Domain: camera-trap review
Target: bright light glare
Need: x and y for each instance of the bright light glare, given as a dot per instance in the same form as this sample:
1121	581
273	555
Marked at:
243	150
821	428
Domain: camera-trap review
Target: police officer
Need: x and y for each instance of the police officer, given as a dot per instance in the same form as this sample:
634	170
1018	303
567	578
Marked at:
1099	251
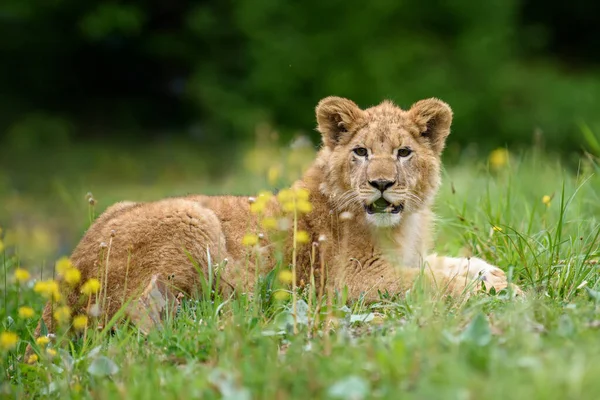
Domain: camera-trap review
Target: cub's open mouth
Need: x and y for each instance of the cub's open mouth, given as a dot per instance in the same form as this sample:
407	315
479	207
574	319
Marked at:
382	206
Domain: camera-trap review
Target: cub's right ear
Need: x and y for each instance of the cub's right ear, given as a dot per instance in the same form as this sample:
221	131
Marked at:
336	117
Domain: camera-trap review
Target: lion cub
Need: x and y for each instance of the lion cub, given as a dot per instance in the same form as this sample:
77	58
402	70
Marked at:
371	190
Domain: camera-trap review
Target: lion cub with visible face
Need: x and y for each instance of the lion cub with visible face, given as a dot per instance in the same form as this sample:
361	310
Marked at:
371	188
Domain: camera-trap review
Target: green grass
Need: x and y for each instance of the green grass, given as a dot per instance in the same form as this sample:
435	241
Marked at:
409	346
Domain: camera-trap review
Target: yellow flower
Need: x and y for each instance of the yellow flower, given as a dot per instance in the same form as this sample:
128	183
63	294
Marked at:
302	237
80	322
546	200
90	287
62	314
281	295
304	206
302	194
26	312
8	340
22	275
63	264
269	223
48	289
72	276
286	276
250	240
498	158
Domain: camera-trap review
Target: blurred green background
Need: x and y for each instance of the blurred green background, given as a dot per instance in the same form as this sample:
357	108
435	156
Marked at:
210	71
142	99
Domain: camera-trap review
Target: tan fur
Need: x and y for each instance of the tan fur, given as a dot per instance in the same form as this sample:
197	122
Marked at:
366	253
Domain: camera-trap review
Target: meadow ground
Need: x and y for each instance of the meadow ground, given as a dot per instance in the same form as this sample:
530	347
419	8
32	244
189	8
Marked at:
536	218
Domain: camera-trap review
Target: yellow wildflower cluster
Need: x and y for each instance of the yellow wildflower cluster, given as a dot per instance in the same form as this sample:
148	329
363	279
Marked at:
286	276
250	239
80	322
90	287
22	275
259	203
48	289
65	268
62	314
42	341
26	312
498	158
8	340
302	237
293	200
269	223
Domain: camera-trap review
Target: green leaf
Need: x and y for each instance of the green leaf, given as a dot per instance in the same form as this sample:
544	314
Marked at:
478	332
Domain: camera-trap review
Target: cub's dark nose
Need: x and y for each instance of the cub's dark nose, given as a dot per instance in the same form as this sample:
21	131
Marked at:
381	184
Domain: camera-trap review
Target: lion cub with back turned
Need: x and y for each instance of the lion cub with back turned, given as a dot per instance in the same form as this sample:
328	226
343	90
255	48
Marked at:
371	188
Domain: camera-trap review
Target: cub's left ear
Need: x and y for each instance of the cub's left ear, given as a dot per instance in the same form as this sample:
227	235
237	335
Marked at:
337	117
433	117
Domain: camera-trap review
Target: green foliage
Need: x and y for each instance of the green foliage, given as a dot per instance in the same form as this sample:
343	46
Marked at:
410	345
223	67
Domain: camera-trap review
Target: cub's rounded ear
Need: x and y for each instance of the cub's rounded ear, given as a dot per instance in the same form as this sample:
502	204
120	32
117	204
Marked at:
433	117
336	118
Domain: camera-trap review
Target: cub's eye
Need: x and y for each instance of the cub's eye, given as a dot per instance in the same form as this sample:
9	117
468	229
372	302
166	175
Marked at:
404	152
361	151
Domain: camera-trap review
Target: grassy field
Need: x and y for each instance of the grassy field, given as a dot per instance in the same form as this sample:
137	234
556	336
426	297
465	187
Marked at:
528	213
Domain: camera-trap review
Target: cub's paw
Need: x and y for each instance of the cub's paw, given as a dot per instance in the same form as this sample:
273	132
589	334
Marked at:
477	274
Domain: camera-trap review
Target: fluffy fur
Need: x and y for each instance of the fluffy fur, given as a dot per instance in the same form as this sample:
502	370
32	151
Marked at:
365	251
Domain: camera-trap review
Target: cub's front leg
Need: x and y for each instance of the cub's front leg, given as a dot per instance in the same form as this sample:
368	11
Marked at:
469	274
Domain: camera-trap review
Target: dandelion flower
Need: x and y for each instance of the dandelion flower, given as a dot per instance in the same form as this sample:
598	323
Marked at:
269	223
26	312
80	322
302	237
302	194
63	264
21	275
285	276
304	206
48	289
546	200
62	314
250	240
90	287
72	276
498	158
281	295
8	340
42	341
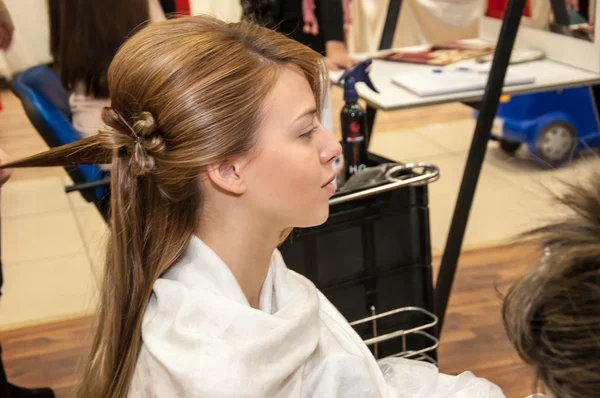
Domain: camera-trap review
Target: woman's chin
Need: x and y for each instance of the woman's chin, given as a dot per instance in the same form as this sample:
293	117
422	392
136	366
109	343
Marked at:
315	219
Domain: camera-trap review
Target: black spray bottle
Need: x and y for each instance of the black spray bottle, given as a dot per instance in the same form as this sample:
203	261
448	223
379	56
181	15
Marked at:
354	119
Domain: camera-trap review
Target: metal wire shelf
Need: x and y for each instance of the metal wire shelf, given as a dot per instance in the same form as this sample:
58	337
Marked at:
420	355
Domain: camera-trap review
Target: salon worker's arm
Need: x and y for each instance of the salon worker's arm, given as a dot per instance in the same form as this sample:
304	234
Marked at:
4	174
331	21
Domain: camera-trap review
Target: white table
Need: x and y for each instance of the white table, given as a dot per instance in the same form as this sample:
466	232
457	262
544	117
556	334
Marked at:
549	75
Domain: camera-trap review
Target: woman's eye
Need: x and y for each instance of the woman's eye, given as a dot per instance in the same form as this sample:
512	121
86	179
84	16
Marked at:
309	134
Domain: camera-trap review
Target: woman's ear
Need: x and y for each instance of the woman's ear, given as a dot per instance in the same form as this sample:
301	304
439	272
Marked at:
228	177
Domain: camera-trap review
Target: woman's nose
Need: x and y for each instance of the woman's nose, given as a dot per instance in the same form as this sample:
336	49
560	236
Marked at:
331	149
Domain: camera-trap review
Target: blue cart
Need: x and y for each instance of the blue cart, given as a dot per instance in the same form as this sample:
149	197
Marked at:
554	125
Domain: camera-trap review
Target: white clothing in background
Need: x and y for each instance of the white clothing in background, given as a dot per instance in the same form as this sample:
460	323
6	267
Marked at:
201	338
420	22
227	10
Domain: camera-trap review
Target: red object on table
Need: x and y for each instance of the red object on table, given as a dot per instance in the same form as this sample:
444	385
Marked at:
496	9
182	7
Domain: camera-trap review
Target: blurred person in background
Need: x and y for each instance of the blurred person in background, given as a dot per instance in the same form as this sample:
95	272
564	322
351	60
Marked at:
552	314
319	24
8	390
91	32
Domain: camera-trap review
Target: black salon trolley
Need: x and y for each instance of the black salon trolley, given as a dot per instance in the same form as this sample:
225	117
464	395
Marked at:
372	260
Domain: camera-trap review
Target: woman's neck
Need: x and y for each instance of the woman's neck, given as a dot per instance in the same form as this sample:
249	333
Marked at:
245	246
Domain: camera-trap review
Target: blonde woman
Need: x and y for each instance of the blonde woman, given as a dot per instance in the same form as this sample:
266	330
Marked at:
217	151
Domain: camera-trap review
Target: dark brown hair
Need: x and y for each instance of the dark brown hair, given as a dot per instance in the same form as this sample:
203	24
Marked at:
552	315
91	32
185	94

---

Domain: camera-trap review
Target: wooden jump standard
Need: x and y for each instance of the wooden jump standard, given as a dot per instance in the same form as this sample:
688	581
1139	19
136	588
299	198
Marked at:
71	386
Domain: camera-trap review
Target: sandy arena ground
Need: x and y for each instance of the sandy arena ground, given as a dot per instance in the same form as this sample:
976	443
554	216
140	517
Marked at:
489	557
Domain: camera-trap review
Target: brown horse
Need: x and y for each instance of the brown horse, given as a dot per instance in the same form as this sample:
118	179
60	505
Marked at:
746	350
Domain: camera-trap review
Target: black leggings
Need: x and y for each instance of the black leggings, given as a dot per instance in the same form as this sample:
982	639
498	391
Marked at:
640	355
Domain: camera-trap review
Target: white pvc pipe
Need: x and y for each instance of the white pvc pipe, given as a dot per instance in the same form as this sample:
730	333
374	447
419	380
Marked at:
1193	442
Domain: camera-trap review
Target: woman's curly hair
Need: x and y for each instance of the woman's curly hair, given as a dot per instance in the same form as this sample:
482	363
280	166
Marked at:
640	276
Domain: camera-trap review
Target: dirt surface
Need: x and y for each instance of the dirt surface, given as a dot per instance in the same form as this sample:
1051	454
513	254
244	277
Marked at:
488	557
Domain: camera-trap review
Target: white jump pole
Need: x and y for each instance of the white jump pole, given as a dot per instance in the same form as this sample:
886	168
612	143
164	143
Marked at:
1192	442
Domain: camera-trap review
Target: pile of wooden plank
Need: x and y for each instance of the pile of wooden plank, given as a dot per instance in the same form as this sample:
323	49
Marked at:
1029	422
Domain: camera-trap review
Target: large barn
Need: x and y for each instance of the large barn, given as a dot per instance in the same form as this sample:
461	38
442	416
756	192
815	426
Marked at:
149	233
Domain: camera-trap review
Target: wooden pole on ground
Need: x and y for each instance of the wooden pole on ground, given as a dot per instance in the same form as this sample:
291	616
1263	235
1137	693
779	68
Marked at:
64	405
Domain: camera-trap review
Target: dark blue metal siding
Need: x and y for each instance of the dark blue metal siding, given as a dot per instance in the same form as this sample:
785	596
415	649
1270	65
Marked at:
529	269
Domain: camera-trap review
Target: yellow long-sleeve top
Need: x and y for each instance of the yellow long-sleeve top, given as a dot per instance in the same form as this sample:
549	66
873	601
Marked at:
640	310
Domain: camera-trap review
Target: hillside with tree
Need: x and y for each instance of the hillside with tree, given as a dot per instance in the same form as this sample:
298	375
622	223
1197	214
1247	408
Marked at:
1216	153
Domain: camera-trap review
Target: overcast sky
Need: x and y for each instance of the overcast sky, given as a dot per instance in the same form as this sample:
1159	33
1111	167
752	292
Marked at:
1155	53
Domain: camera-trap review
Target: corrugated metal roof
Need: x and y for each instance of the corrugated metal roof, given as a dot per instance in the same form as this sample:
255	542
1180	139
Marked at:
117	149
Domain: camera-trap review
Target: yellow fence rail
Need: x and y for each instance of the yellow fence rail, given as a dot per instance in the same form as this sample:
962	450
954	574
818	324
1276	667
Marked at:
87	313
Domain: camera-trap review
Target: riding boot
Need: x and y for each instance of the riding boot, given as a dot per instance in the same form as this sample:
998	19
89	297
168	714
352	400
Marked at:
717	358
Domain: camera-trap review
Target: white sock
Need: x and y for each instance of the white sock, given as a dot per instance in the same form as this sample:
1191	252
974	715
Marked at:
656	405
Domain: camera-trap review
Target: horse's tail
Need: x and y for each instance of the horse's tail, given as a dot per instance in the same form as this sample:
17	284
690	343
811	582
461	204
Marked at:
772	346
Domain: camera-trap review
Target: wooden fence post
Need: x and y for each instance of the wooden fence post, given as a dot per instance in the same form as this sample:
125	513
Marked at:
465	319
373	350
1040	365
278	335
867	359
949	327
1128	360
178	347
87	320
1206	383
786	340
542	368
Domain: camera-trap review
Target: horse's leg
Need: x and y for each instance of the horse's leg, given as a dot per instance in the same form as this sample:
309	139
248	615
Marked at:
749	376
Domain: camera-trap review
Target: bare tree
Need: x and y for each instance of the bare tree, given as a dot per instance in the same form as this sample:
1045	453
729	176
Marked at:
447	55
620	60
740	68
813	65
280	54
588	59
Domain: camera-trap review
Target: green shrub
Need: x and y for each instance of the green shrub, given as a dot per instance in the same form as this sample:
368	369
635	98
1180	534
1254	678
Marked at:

==

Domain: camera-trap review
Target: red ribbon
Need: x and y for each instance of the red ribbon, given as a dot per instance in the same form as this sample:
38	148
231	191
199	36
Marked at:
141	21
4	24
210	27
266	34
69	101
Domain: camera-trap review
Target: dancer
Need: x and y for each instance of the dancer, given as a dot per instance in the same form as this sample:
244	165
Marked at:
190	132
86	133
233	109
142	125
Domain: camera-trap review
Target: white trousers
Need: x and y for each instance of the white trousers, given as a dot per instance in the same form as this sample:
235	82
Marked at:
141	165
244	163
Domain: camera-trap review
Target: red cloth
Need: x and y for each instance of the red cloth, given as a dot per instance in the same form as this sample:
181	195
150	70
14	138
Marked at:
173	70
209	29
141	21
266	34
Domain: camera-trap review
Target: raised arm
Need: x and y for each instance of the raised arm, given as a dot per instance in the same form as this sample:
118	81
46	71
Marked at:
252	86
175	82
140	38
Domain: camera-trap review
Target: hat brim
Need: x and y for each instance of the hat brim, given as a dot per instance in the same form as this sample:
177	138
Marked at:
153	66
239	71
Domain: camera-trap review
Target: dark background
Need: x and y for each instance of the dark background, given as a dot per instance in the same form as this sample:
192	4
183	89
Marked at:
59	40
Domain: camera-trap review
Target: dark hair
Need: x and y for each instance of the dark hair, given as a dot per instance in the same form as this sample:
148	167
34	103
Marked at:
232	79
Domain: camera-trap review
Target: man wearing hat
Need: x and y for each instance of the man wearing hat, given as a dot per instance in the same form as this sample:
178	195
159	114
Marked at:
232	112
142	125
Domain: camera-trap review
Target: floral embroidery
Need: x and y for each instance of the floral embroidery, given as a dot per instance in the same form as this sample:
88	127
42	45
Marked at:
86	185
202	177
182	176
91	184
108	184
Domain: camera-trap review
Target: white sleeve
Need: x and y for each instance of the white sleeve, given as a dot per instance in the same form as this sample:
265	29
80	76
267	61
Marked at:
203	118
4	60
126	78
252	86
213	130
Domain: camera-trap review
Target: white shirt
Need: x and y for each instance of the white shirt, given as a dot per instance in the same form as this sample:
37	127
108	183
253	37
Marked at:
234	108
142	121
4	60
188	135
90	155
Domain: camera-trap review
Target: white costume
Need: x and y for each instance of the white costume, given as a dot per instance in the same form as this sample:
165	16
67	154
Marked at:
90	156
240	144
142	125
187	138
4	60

- TASK INSTRUCTIONS
Your task is to transcribe, with no changes, only the lines of the listing above that lie between the line holding "Need: x and y for each instance of the sandy" and the line holding "Target: white pvc pipe", inclusive.

- YOUR RESPONSE
Need: x and y for each instance of the sandy arena ground, given as a dot per instance in the same form as this sample:
976	443
554	216
140	517
Marked at:
489	557
Domain: camera-trap review
Target: brown horse
Need: x and y for each instance of the brown horse, given as a dot per instance in the same form as this sample:
118	179
60	505
Marked at:
746	350
Domain: camera-trap review
Target: black leggings
Need: x and y for each instance of the black leggings, given as a dot per instance in the same form as this sample:
982	639
498	391
Marked at:
640	355
Domain: camera-trap review
Target: white pvc pipe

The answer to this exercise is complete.